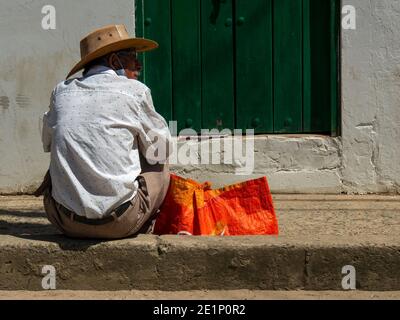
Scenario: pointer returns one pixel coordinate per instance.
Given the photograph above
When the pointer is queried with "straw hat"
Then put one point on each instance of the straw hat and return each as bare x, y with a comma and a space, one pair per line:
106, 40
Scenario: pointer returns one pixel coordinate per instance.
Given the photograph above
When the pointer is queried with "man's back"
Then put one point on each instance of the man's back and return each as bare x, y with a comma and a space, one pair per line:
93, 131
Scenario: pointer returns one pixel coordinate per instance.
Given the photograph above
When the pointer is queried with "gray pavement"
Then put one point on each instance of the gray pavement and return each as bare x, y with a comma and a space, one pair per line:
319, 235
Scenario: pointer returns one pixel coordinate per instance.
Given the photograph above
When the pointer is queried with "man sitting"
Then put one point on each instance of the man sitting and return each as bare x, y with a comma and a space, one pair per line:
108, 174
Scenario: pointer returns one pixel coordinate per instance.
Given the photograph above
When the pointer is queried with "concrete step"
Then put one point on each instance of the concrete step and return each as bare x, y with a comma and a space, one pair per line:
319, 236
206, 295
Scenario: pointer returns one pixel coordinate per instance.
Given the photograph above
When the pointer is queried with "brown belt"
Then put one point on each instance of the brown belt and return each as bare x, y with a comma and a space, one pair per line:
95, 222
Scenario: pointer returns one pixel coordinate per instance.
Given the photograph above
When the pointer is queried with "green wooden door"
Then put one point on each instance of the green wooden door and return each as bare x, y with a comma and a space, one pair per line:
270, 65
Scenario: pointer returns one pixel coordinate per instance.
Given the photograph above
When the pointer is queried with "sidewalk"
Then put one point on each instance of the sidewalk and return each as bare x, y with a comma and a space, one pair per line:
319, 235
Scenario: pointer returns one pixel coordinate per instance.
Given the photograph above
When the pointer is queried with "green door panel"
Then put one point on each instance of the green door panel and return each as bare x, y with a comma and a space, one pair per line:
186, 64
217, 64
288, 88
156, 25
269, 65
254, 108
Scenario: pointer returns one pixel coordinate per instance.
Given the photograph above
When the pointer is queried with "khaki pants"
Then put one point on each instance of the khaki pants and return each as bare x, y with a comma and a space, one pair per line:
139, 217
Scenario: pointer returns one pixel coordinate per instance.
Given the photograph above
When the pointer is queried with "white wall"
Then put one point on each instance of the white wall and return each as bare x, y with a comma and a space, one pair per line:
32, 61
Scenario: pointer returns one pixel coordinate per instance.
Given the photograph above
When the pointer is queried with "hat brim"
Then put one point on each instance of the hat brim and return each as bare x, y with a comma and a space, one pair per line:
139, 44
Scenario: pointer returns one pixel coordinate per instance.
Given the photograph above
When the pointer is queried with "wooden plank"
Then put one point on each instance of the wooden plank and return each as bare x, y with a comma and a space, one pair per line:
317, 66
334, 29
217, 64
288, 66
186, 63
307, 63
158, 63
254, 70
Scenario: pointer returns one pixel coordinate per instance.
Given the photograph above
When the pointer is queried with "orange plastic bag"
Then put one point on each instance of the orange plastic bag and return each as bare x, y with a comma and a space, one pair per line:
241, 209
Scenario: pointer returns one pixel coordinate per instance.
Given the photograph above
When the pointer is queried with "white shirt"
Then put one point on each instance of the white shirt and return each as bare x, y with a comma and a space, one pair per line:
94, 130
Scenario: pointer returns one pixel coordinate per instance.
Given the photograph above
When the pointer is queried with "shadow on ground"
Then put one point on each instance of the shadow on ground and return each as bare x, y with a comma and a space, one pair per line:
22, 224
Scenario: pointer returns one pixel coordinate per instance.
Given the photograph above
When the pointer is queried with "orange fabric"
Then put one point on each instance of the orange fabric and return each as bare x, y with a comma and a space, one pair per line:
241, 209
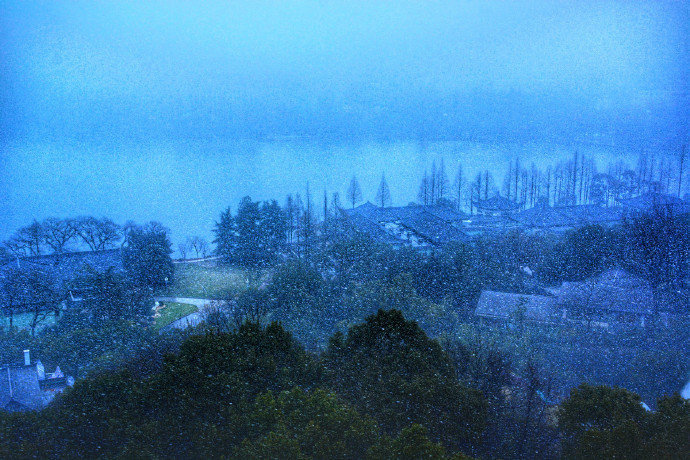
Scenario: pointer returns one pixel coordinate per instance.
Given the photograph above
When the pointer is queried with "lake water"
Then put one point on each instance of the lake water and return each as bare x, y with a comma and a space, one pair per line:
186, 185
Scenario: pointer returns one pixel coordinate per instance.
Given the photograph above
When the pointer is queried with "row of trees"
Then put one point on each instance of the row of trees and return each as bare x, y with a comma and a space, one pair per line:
56, 236
117, 288
383, 193
569, 182
382, 390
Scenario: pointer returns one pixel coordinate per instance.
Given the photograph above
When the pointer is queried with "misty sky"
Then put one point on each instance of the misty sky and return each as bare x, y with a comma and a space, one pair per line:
129, 109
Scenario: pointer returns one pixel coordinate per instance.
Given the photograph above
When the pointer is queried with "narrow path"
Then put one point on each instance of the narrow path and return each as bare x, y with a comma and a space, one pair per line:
191, 320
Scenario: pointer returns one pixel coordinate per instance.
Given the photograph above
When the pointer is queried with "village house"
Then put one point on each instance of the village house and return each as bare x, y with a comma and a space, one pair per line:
614, 299
420, 227
27, 386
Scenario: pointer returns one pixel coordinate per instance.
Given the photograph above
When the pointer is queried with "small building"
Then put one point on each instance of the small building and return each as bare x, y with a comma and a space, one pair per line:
650, 202
27, 386
558, 219
419, 227
511, 307
496, 206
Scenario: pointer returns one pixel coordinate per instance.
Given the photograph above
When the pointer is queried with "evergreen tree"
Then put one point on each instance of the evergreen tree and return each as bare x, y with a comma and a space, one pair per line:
146, 255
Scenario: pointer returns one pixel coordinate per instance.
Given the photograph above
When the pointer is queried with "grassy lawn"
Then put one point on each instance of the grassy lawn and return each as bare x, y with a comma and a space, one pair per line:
172, 312
207, 282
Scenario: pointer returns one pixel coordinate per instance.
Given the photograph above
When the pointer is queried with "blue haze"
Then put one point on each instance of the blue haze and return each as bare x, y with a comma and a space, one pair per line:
173, 110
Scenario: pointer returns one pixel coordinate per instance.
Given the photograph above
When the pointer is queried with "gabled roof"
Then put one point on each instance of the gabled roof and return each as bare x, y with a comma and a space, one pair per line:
497, 203
614, 290
506, 305
649, 201
544, 217
417, 226
19, 388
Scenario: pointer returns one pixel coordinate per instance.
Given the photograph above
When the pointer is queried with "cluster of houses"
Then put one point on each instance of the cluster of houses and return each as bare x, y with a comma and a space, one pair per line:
614, 299
427, 227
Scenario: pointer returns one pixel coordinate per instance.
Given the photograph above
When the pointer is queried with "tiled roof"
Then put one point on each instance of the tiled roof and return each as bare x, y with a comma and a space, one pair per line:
409, 225
19, 388
505, 305
648, 201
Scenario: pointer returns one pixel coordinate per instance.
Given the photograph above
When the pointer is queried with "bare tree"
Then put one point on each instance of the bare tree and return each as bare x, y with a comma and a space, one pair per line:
441, 181
57, 233
459, 186
27, 241
681, 165
99, 234
354, 192
198, 245
182, 248
424, 191
383, 195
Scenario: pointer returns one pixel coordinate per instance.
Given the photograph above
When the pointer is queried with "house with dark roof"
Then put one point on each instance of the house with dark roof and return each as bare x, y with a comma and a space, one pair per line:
545, 218
27, 386
615, 297
496, 206
508, 306
420, 227
652, 201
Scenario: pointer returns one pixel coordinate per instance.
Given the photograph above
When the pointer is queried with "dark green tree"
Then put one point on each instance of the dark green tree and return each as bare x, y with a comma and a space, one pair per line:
146, 255
389, 368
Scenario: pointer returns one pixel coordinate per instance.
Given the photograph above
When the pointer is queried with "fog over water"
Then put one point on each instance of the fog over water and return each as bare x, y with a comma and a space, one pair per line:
172, 111
187, 185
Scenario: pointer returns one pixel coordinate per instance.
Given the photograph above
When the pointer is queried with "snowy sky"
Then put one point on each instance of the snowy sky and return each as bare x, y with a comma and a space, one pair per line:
89, 88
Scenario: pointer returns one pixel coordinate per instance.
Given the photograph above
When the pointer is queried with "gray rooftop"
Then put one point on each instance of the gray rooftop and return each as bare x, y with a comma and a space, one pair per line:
417, 226
507, 305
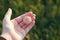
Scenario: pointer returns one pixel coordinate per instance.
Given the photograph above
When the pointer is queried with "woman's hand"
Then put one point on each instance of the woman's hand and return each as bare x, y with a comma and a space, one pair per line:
18, 27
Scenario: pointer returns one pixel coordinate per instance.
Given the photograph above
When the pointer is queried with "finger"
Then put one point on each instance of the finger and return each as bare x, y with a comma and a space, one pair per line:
28, 27
20, 18
8, 15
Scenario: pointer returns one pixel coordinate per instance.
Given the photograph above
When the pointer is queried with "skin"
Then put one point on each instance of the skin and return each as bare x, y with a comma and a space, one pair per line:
16, 29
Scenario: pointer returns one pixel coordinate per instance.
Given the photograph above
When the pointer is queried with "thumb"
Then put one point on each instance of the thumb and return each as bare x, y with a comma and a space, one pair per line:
8, 15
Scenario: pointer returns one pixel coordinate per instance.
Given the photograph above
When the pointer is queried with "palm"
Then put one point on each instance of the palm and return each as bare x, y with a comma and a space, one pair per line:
20, 26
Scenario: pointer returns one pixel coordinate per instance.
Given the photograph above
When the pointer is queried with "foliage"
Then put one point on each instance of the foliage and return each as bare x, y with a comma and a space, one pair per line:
47, 12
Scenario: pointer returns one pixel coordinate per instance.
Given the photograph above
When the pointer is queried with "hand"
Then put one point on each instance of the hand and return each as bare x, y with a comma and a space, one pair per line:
16, 27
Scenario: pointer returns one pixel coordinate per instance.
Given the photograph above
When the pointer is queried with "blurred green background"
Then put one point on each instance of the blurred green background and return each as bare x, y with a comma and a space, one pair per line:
47, 26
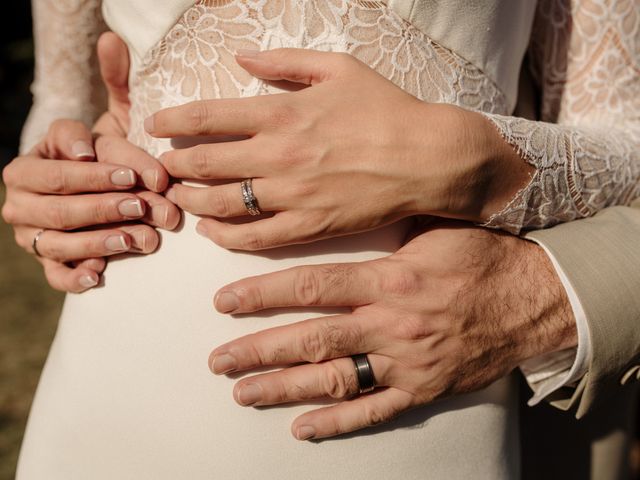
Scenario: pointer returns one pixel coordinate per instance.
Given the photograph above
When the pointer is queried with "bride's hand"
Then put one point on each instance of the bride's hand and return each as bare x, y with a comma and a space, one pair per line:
59, 187
350, 153
452, 311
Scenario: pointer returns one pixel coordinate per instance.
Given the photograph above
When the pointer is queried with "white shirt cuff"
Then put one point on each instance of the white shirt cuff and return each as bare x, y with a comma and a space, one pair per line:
547, 373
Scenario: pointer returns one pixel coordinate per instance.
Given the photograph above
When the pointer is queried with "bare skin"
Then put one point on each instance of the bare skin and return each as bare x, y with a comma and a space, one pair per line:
452, 311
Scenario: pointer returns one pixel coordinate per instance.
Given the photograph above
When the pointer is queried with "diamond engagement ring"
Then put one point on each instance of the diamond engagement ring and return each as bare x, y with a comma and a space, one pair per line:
250, 201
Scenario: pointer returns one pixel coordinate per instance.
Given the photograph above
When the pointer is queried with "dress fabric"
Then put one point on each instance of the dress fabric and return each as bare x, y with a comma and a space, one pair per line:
126, 391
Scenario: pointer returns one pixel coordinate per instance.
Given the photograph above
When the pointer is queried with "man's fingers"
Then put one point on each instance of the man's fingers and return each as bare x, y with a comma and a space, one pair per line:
368, 410
311, 340
119, 151
332, 379
64, 177
67, 140
330, 285
237, 116
67, 279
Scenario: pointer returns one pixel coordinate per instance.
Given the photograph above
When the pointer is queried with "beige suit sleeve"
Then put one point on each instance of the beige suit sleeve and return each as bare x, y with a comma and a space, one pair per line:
67, 79
601, 258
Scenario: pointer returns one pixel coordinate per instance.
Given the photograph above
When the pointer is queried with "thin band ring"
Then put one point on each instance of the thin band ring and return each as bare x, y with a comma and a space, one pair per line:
34, 244
250, 201
364, 373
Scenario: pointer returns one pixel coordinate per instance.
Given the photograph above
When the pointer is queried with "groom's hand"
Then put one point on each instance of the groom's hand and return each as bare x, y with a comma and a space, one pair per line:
454, 310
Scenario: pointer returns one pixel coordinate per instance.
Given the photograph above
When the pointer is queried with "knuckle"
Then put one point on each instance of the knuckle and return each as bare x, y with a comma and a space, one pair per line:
401, 282
280, 115
56, 180
197, 117
375, 415
306, 287
200, 162
60, 215
9, 214
8, 174
252, 241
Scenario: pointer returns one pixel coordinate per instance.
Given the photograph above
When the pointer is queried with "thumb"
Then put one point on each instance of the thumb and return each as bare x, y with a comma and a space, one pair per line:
308, 67
113, 56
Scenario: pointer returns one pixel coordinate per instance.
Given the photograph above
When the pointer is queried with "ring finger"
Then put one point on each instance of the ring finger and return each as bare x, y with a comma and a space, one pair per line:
69, 246
334, 378
226, 200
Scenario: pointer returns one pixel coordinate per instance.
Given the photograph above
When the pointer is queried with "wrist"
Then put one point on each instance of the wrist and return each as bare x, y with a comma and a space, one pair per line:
550, 322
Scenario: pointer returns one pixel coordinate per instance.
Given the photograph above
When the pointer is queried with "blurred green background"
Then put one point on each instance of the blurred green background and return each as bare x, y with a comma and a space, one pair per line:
29, 309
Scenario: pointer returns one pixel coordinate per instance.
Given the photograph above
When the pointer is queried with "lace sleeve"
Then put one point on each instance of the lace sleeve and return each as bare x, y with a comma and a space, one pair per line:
586, 150
67, 80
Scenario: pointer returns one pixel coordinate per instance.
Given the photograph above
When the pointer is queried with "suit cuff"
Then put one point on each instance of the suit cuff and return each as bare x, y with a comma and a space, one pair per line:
550, 372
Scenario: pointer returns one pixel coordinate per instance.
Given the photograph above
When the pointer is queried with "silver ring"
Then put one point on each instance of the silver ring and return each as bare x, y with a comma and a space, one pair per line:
250, 201
364, 373
34, 244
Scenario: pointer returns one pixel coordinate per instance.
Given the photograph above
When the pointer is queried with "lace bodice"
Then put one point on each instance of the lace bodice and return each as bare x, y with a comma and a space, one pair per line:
585, 56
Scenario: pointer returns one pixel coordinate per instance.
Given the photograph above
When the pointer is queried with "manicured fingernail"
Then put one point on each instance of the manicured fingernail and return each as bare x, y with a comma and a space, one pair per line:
149, 123
171, 195
150, 179
246, 52
116, 243
224, 363
305, 432
227, 302
249, 394
201, 230
131, 208
123, 177
82, 149
87, 281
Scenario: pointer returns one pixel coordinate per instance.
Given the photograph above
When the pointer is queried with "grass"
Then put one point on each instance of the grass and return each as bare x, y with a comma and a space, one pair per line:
29, 311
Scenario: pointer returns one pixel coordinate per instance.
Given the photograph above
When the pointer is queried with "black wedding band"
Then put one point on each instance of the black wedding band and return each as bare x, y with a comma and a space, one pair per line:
34, 244
250, 200
364, 372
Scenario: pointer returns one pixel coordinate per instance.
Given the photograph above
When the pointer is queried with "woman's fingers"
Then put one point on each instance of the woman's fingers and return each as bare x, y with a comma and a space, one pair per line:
71, 246
74, 211
333, 379
330, 285
224, 160
160, 212
228, 116
368, 410
67, 279
119, 151
64, 177
311, 340
223, 201
277, 231
67, 140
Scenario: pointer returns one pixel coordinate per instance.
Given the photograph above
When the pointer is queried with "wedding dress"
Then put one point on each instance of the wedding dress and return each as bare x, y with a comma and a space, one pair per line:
126, 391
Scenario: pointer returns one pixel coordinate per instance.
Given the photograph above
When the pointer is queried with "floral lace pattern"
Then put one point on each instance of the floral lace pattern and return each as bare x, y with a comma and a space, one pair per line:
196, 59
586, 57
67, 80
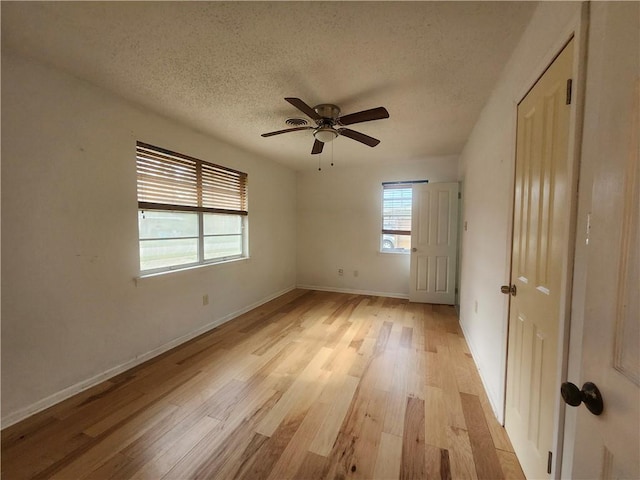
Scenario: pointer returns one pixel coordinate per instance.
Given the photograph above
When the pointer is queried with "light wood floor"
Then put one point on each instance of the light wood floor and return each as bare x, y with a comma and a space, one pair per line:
311, 385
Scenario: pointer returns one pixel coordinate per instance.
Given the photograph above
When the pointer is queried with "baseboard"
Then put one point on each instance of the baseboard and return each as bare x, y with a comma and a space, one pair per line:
354, 291
497, 412
72, 390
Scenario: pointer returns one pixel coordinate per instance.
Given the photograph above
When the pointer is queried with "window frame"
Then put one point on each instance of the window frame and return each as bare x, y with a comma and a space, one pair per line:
169, 181
407, 184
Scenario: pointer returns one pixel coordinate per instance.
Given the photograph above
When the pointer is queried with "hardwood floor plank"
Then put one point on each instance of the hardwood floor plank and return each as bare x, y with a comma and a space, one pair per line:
158, 462
413, 444
110, 444
460, 455
484, 453
327, 432
312, 385
388, 458
313, 467
436, 418
510, 466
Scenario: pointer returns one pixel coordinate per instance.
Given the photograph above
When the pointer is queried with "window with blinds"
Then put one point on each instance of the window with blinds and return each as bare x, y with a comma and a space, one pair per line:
190, 212
396, 216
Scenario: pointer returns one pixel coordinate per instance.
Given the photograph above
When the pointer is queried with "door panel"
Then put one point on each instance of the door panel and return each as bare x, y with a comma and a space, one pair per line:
434, 231
608, 446
540, 237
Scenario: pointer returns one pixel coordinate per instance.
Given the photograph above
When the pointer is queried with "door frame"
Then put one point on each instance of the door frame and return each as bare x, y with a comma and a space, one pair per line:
576, 28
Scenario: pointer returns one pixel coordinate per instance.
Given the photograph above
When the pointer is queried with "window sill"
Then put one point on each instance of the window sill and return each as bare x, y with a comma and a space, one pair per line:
145, 277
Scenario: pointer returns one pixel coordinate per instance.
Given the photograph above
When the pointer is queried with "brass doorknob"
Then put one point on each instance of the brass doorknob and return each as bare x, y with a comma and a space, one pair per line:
508, 289
589, 395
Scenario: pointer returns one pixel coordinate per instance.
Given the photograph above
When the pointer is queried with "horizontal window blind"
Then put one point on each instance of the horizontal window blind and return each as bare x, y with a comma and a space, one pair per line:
396, 207
172, 181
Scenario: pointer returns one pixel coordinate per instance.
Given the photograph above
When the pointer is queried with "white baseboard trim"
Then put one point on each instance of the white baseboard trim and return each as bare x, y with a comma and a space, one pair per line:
354, 291
72, 390
498, 414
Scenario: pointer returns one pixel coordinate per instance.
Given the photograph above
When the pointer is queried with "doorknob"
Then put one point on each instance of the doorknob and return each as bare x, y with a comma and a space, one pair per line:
589, 395
509, 289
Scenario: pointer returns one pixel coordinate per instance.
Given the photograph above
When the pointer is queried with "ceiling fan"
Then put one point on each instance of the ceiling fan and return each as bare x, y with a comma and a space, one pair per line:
329, 123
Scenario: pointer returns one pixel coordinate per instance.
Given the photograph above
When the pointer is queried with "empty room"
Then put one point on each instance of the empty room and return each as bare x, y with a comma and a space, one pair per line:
320, 240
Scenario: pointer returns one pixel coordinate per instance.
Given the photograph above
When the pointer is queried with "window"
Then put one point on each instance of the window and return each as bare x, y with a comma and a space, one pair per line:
396, 216
190, 212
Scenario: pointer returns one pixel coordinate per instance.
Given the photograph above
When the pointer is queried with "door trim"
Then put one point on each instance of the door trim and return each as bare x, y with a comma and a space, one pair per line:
576, 29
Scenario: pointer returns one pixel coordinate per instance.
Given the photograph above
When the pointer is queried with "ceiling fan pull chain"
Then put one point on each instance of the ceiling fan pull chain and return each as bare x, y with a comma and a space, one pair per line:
332, 154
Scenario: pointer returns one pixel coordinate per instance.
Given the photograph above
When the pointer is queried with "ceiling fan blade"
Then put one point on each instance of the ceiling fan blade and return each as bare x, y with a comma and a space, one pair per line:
364, 116
317, 147
286, 130
304, 108
359, 137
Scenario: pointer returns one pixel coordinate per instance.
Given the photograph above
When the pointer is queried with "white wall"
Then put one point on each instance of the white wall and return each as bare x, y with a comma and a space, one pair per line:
487, 168
71, 311
339, 219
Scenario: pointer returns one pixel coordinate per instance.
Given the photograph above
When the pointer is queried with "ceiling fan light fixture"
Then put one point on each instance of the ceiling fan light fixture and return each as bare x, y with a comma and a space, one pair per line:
325, 134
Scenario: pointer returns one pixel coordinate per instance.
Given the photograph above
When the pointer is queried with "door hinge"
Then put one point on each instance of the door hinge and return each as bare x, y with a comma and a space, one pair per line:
569, 85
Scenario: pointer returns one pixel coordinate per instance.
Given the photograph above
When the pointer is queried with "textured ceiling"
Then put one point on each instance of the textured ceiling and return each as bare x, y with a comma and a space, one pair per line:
224, 68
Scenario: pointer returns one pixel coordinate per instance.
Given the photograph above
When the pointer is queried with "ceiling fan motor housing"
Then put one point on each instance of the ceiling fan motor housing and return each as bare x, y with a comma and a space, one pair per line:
327, 111
329, 114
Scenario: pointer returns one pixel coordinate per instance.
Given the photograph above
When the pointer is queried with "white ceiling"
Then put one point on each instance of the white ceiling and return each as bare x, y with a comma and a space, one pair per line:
224, 68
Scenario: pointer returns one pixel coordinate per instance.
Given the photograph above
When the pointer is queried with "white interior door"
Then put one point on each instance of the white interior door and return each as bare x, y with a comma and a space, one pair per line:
434, 235
540, 243
608, 446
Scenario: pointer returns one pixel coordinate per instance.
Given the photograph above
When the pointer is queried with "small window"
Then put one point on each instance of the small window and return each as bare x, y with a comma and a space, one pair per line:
396, 216
190, 212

==============================

> **OBJECTIVE**
Extract every line of the entries above that contains the string "shirt", and treat matches as case-sensitive.

> **OUTPUT**
When the pointer is queried with "white shirt"
Then put one point on each instance of the white shirt and return each as bare x, y with a comma and a space, one pair per line:
When the pointer is queried with "white shirt cuff"
Then put one point on each instance of the white shirt cuff and return each as bare x, y with a comma and a space, one pair per line:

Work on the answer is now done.